**Work to do:** From the material below, pull out every line that contains the string "metal" and copy each one. Matching is case-sensitive.

**Stored rows:**
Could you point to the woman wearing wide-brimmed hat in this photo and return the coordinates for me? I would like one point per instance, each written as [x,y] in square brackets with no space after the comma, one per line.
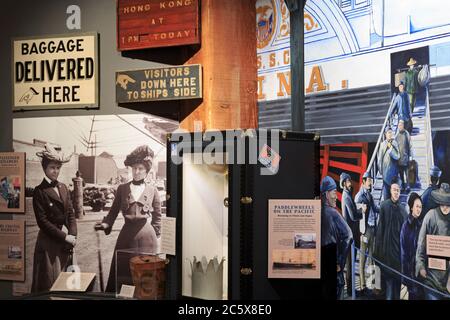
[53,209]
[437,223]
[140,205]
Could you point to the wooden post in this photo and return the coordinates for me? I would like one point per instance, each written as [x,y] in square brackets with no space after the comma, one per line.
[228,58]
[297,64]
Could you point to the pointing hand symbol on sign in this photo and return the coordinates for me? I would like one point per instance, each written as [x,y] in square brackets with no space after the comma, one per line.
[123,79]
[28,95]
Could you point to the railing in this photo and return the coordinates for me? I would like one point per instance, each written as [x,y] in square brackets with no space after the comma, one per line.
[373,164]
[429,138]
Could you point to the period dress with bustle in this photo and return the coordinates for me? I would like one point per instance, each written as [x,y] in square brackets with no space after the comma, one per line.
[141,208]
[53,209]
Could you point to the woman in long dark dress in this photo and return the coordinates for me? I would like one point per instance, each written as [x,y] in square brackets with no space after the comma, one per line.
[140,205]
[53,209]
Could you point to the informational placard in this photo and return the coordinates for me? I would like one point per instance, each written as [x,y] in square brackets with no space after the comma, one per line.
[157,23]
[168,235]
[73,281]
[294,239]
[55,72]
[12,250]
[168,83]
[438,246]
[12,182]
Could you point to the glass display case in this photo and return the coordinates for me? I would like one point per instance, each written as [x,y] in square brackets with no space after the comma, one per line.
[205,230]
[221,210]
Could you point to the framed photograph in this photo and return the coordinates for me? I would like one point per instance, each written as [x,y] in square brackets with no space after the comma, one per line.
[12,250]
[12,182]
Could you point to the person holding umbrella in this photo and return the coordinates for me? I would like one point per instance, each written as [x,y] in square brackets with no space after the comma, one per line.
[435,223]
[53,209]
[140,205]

--

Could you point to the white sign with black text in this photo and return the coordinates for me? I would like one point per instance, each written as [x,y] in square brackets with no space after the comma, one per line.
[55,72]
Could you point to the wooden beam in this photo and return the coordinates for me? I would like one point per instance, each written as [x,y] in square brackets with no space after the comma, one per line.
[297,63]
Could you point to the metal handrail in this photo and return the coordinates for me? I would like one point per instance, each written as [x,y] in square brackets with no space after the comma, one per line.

**Solution to this exercise:**
Could you point to the metal handrail in this photo and return the coordinates for me? I would like one point per instance, each written as [x,y] in square brackets with no space after the comma, one per line.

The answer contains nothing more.